__EXERCISE PROMPT__
Reproduce word for word, from the entries below, the line with "Query: person in blue jacket", the line with "The function MUST return, for every instance of the child", and every line between them, and nothing more.

======== SOURCE RECORDS ========

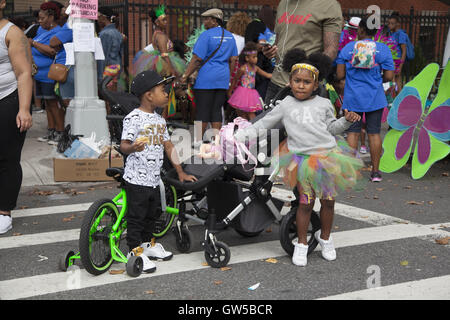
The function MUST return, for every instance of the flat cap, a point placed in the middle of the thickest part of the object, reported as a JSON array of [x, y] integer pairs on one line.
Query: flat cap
[[215, 13]]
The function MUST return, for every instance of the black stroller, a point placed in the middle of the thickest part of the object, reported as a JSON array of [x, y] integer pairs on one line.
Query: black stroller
[[248, 206]]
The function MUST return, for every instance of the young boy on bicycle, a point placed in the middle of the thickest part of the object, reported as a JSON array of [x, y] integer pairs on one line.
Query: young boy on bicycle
[[144, 140]]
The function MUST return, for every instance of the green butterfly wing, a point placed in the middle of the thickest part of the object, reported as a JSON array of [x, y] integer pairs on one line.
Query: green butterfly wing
[[439, 150], [389, 162]]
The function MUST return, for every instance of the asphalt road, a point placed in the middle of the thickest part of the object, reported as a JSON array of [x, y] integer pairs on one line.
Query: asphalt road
[[385, 238]]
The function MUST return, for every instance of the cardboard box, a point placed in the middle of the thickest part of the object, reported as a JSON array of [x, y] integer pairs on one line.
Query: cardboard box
[[74, 170]]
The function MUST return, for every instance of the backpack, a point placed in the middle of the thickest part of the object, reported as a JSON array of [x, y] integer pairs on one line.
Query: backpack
[[410, 54], [364, 54], [230, 147]]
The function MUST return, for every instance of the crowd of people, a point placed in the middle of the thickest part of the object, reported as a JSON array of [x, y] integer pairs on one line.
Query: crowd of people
[[232, 69]]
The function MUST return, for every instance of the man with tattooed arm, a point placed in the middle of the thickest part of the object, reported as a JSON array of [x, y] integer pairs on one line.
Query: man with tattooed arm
[[311, 25]]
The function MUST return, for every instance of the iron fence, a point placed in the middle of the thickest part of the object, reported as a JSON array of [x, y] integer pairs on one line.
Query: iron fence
[[428, 32]]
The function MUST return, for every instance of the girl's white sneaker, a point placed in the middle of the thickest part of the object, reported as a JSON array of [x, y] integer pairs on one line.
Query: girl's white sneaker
[[328, 251], [156, 251], [299, 258], [5, 223], [149, 266]]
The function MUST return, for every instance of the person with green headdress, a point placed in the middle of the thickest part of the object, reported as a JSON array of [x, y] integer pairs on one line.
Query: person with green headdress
[[159, 56]]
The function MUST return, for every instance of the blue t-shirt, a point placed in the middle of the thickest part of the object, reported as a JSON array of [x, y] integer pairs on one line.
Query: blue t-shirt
[[65, 35], [41, 60], [215, 74], [400, 37], [363, 90]]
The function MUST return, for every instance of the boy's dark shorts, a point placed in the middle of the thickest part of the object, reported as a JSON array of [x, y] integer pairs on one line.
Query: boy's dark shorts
[[373, 122], [45, 90], [209, 104]]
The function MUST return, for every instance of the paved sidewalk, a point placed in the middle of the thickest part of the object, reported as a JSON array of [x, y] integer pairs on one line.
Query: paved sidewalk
[[37, 157]]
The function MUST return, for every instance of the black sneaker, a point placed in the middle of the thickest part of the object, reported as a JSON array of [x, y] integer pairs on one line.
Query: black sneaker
[[55, 138], [376, 177], [47, 136]]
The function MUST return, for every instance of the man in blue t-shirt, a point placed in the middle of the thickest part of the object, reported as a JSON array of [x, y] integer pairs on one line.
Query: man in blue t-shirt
[[400, 36], [361, 63], [215, 52]]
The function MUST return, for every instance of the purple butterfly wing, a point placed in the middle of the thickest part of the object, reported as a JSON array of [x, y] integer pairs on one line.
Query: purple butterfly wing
[[404, 143], [437, 122], [406, 109]]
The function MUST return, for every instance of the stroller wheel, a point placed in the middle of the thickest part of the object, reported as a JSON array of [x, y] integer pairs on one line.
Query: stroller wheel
[[64, 261], [134, 266], [288, 231], [183, 241], [221, 257], [248, 234]]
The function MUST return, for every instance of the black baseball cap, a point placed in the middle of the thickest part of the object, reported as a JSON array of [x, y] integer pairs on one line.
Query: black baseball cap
[[147, 80]]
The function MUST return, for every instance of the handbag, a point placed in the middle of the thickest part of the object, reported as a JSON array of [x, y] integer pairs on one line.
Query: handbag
[[58, 72], [193, 76]]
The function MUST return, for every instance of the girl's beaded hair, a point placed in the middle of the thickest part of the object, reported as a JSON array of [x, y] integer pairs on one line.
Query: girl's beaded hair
[[317, 63], [250, 48]]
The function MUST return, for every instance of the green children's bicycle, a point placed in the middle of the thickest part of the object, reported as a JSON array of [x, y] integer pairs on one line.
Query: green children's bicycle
[[104, 224]]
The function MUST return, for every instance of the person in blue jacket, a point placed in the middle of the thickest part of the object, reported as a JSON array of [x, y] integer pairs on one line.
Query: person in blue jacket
[[365, 65], [44, 56], [401, 37], [217, 47]]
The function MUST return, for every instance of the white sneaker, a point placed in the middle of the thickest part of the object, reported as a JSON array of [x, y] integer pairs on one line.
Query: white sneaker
[[328, 251], [299, 258], [156, 251], [149, 266], [5, 223]]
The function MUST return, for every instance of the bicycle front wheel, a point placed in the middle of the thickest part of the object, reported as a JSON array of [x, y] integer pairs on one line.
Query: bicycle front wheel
[[95, 250]]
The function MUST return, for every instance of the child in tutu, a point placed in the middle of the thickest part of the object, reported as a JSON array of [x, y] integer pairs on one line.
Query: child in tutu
[[312, 159], [245, 98]]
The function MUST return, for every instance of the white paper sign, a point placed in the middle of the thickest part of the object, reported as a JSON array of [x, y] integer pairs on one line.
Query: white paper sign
[[99, 54], [83, 37], [70, 55]]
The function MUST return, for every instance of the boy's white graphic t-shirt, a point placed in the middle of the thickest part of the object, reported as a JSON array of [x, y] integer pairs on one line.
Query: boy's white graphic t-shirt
[[144, 168]]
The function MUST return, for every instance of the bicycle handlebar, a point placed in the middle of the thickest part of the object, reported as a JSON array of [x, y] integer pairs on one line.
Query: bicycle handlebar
[[169, 123]]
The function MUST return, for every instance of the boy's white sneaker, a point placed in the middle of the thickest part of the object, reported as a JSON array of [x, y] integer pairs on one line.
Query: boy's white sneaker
[[149, 266], [156, 251], [5, 223], [328, 251], [299, 258]]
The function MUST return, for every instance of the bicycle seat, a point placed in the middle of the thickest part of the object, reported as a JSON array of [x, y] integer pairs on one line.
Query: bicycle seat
[[116, 173], [205, 173]]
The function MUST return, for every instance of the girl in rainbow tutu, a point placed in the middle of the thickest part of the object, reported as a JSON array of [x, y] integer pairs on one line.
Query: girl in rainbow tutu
[[311, 158]]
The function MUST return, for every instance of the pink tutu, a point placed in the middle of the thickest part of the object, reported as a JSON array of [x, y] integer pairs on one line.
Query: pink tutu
[[245, 99]]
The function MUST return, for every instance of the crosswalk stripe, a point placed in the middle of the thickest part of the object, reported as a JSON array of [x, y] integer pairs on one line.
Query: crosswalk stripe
[[437, 288], [57, 282], [32, 212]]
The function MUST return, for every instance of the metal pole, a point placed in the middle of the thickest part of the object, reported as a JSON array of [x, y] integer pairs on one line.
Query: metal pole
[[86, 112]]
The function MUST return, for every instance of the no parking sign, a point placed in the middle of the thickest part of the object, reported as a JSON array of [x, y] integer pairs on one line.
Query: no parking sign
[[87, 9]]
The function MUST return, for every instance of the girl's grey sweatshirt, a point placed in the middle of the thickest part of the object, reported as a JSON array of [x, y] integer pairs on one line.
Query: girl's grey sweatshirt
[[310, 124]]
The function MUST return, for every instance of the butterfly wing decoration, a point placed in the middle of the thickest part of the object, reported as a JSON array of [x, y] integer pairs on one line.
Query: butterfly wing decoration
[[415, 128], [431, 143]]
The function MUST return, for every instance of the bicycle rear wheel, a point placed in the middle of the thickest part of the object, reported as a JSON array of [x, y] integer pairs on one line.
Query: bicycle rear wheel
[[165, 220], [95, 250]]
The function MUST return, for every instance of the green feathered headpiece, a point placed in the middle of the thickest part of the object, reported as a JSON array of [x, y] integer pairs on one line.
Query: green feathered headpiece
[[192, 40], [160, 10]]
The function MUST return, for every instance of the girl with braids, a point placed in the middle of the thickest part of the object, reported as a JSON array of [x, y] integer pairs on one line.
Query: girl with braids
[[312, 159], [245, 99]]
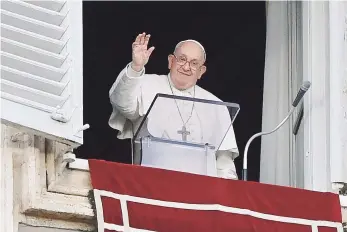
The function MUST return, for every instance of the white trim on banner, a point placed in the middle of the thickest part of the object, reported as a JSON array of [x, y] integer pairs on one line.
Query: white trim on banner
[[206, 207]]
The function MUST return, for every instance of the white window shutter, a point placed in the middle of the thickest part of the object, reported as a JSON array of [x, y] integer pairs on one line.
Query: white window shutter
[[41, 67]]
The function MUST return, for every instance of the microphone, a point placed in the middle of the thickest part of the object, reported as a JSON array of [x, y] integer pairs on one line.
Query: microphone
[[306, 85], [301, 92]]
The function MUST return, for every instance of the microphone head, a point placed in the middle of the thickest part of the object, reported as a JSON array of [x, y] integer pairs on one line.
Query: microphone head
[[306, 85]]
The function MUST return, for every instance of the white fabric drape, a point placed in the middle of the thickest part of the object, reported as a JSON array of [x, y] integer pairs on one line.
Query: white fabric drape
[[338, 91], [275, 148]]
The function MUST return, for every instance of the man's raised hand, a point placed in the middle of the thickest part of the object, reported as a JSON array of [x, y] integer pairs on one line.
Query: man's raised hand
[[140, 53]]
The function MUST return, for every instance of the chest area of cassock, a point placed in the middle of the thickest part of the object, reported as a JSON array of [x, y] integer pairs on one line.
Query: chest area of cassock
[[183, 120]]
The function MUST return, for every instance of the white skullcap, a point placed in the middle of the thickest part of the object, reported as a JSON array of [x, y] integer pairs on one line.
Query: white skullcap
[[194, 41]]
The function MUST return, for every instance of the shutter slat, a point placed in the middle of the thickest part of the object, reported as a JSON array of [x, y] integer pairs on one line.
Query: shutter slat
[[32, 39], [32, 94], [32, 81], [32, 25], [32, 11], [32, 67], [26, 102], [53, 5], [41, 67], [32, 53]]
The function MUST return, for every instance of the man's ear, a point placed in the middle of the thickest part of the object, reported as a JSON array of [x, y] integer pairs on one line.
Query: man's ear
[[170, 60], [202, 71]]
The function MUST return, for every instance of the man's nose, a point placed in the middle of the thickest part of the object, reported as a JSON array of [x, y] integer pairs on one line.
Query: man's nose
[[186, 66]]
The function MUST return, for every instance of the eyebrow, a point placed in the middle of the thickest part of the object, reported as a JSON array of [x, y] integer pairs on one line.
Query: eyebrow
[[195, 59]]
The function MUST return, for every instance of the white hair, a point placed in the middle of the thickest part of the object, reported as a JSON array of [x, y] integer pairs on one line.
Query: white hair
[[194, 41]]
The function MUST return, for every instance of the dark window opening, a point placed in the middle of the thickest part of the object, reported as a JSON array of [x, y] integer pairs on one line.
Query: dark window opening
[[233, 34]]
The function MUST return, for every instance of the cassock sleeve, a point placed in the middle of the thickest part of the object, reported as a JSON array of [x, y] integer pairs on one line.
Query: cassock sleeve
[[125, 100]]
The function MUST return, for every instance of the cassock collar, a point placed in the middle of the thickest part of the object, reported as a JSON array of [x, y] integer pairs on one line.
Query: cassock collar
[[177, 91]]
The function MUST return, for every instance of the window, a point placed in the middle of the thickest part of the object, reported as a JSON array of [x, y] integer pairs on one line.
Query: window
[[41, 68]]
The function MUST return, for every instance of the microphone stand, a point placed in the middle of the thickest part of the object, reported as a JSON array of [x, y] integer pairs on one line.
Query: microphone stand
[[244, 171]]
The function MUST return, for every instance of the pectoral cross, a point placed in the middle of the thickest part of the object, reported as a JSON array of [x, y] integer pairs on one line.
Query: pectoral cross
[[184, 133]]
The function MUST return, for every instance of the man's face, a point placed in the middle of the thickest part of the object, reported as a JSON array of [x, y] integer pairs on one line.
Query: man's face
[[186, 65]]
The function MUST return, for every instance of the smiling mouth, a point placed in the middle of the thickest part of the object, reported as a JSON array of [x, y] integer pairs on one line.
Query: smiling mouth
[[186, 74]]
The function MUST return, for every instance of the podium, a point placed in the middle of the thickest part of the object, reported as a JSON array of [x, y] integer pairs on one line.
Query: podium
[[183, 134]]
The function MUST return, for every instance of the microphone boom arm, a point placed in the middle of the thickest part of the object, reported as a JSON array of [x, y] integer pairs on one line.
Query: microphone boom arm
[[244, 171]]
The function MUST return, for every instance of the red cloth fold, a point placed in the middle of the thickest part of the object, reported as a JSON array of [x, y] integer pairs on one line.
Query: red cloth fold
[[182, 187]]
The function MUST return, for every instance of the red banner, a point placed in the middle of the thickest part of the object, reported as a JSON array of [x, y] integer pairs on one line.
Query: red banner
[[135, 198]]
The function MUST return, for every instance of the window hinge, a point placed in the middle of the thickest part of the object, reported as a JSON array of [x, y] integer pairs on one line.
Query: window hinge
[[61, 116]]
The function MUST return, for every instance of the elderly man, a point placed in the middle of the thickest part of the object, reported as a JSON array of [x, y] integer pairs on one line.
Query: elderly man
[[133, 92]]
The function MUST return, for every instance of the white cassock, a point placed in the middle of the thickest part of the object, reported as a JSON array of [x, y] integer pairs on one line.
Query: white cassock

========

__RESULT__
Query: person in blue jacket
[[365, 65], [44, 56], [401, 37], [217, 47]]
The function MUST return, for every instance of the white sneaker, a point placed in the middle of the thickest part of the object, reported as a JSON array of [x, y] integer pairs on one line.
Query: white sneaker
[[328, 251], [299, 258], [156, 251], [149, 266], [5, 223]]
The function MUST return, for every instance of the bicycle front wheel, a point placed in the middle of the thickest part of the object, reported as a JSON array of [x, y] integer pairs on one line.
Query: bicycle front wheel
[[95, 250]]
The function MUST return, for every instance of the child in tutu, a point placed in the middle of the thickest part of the object, reported as a JSON array of [x, y] integer pairs on one line.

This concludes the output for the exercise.